If anyone thinks it’s awkward for Salem to give orders to former bosses, they weren’t around here when Nick Saban was giving orders to his former boss at the Naval Academy, Gary Tranquill. It’s part of coaching.

Salem was a graduate assistant back then at Michigan State, by the way.

“You grow up as a kid, the son of a coach, and you see your brother go through it and my dad,” Salem said of changing jobs and roles. “You can’t control what happens in the coaching profession in terms of when and where.

“I was Coach Bollman’s G.A. in 1995 and have worked with everybody in the room so there are friendships and relationships there. I will say that I don’t know if this can be done at many places but it can be done here - partially because there are not the egos in the room. We know that we have to do it together. We know that we have to rely on each other. The moves have kind of spurred all of us, coaching different positions, and really to narrow down our focus on what we need to accomplish on offense.”

The rebuild is heading into its eighth month.

“The situation came up in January,” Salem said of the coaching changes and his new assignment, “so we were able to thoughtfully go through it together. We researched through the whole off-season: What are things that schematically fit the people that we have? Everything from formationally to offensive structure and plays. And obviously we have to teach that, and move forward every single day.”

Translation: Salem isn’t arrogant to think that his X’s and O’s will work regardless of who are the Jimmies and Joes.

“We adjust to each other, and things that we have done football-wise,” Salem said. “There is a little bit of freedom but the biggest thing comes down to execution and getting kids to play fast.”

A little bit of freedom to put his own tweaks and tangents into the offense. That freedom will be in place for Salem - as was the case when Treadwell had the keys to the offense, and when Dan Roushar took over, and then when Warner and Bollman co-coordinated the offense. The Spartan offense was a little bit different under each coordinator, if you looked closely.

Dataset entries
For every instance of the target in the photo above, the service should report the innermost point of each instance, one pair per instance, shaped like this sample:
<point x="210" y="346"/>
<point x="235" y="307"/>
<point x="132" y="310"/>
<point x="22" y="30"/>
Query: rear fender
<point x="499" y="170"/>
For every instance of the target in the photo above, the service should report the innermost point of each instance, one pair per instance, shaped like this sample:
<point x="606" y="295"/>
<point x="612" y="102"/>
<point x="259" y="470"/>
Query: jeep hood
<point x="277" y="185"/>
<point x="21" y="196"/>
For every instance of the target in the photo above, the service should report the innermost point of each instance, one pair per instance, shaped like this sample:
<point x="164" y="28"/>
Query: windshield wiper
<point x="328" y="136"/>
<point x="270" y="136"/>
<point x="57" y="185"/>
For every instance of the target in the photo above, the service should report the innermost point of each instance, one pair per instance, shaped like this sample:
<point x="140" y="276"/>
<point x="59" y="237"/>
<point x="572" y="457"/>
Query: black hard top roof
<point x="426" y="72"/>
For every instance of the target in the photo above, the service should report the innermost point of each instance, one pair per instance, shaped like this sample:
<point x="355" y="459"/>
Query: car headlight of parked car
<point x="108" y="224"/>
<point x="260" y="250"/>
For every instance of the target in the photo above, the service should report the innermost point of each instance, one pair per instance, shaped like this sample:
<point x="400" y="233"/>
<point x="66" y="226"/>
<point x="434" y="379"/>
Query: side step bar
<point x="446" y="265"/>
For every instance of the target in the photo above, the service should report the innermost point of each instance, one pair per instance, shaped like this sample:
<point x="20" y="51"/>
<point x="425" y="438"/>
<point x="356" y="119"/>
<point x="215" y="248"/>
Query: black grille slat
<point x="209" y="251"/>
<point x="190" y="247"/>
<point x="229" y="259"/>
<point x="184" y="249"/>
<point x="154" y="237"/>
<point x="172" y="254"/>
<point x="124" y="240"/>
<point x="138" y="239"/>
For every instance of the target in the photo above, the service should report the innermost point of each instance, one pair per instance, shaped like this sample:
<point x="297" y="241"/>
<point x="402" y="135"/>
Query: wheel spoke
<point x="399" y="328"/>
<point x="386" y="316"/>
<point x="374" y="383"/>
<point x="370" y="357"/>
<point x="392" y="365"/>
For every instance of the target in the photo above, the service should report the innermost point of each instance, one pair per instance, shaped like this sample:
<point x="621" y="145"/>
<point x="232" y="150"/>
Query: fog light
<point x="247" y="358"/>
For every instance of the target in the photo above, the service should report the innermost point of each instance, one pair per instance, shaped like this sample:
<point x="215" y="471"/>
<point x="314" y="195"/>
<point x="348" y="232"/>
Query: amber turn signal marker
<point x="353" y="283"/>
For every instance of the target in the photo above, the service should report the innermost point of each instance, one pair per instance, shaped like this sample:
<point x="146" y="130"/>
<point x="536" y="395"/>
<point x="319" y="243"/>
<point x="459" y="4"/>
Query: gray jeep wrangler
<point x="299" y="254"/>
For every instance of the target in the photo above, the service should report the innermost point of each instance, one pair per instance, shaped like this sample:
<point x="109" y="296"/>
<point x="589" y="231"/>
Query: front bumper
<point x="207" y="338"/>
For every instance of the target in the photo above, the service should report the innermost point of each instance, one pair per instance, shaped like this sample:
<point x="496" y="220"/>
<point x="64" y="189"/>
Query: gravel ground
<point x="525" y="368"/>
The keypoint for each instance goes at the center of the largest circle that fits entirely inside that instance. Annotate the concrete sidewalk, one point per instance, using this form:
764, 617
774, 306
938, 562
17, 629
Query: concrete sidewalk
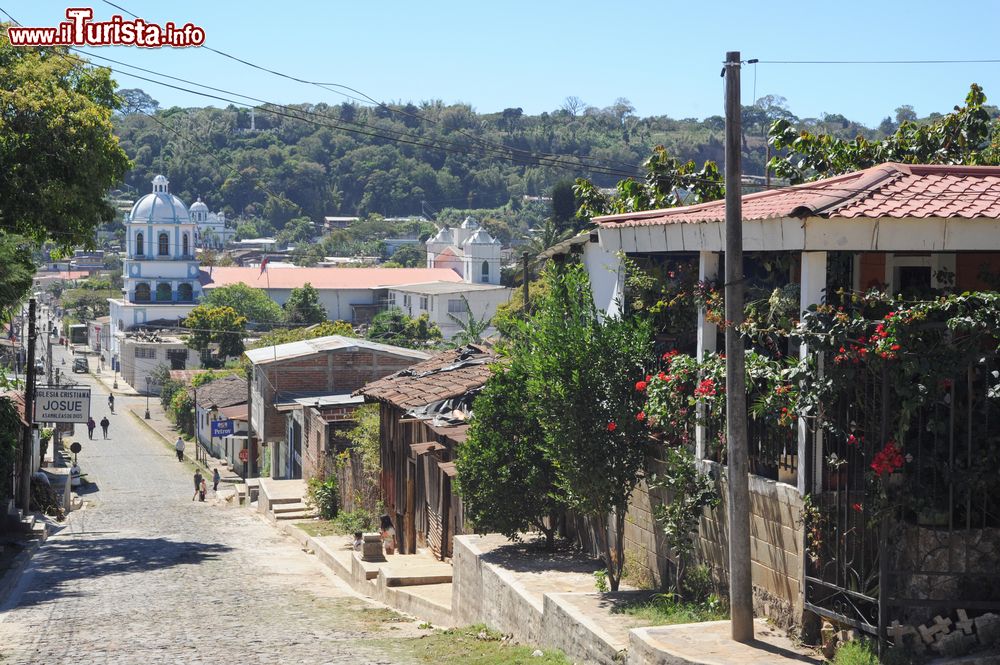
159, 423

## WHAT YOU NEED TO DO:
Repeat the passage about Salem's new coaching role word for word, starting at "Translation: Salem isn’t" and ending at "you looked closely.".

## EXPECTED ANSWER:
Translation: Salem isn’t arrogant to think that his X’s and O’s will work regardless of who are the Jimmies and Joes.

“We adjust to each other, and things that we have done football-wise,” Salem said. “There is a little bit of freedom but the biggest thing comes down to execution and getting kids to play fast.”

A little bit of freedom to put his own tweaks and tangents into the offense. That freedom will be in place for Salem - as was the case when Treadwell had the keys to the offense, and when Dan Roushar took over, and then when Warner and Bollman co-coordinated the offense. The Spartan offense was a little bit different under each coordinator, if you looked closely.